▶ _Exercise description_
Copy the lines below as they are; omit the images they contain.

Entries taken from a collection
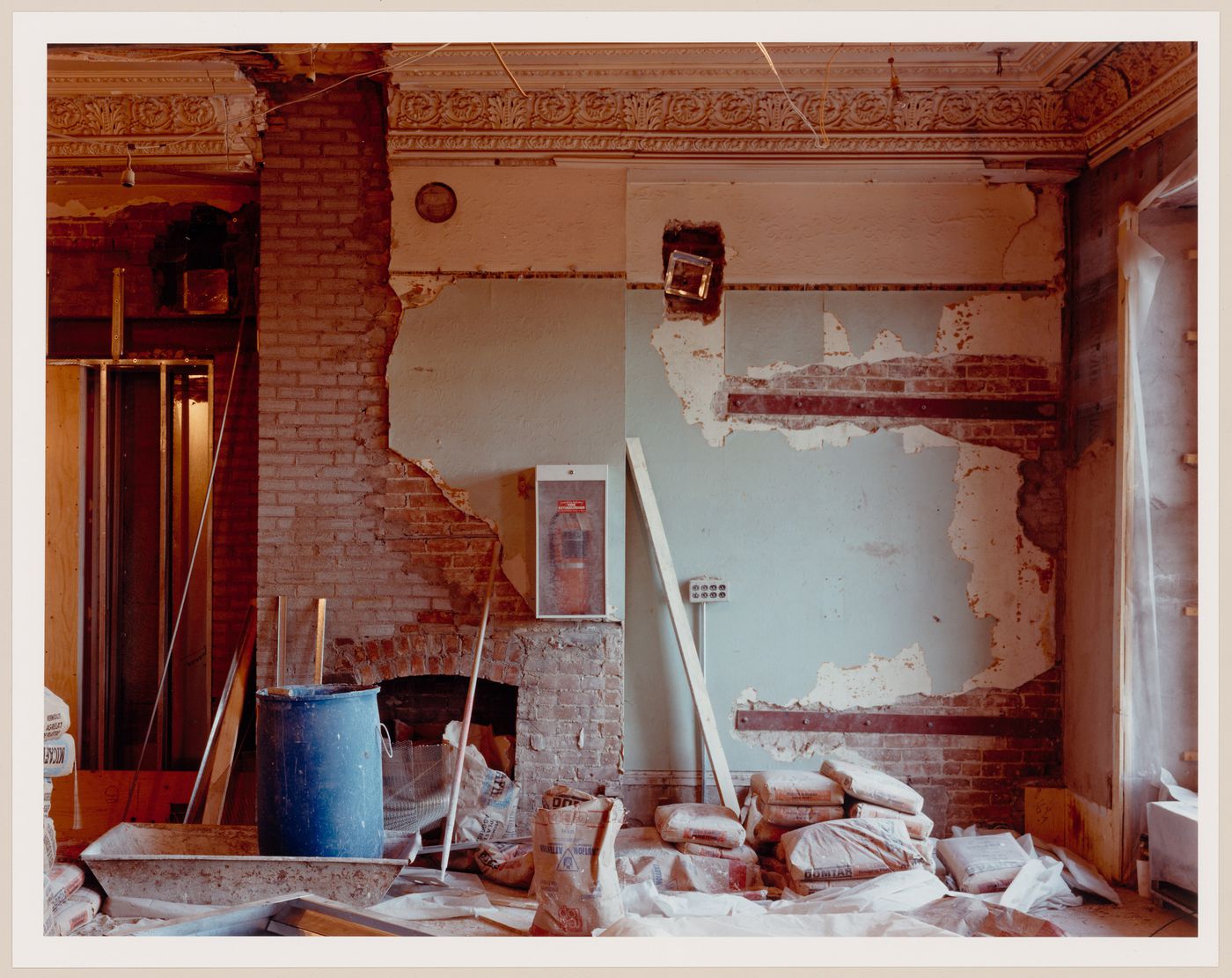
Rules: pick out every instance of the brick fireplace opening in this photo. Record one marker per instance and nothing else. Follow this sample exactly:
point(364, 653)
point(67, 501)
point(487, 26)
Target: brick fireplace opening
point(418, 709)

▶ _Answer for this exercise_
Rules: pick out every instance of the brick fireplace opening in this photo. Record one marker per instance and nothing else. Follow this sample exactly:
point(364, 653)
point(67, 501)
point(487, 26)
Target: brick fireplace opening
point(418, 709)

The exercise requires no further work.